** MATERIAL SHOWN follows **
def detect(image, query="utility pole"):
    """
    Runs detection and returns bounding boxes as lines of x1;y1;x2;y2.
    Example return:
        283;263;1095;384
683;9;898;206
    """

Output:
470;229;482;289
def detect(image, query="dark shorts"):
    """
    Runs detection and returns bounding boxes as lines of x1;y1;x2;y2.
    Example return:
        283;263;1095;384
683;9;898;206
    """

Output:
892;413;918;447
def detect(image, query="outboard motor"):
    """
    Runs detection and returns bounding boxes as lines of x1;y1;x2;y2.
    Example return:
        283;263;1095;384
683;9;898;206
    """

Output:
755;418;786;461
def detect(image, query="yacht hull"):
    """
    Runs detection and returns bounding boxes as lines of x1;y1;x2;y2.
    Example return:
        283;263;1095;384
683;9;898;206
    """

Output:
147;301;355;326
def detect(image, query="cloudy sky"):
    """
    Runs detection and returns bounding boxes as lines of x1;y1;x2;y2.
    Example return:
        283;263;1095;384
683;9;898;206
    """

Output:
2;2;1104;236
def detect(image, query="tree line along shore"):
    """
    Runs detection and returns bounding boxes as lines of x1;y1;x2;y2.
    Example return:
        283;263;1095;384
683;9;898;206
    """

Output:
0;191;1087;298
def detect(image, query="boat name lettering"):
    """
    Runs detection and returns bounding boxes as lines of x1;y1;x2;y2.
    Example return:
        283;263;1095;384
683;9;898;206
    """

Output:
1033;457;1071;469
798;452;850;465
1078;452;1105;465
** End of MATERIAL SHOWN **
** MATERIAL SHOWN follows **
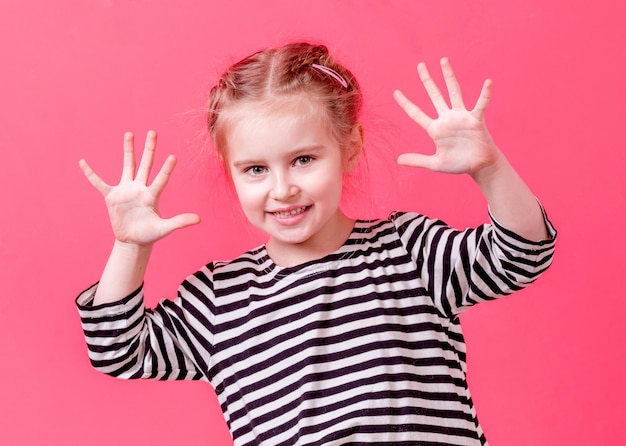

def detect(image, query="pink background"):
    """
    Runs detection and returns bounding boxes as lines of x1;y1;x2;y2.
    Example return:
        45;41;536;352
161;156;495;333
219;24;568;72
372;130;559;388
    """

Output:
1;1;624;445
** End of MATERIAL SHOWN **
* [HOW TO COMPLETE THIS TASK] Above are the records; report how many of their lines hold the string "query", with no other words.

* [RESPONSE AREA] 8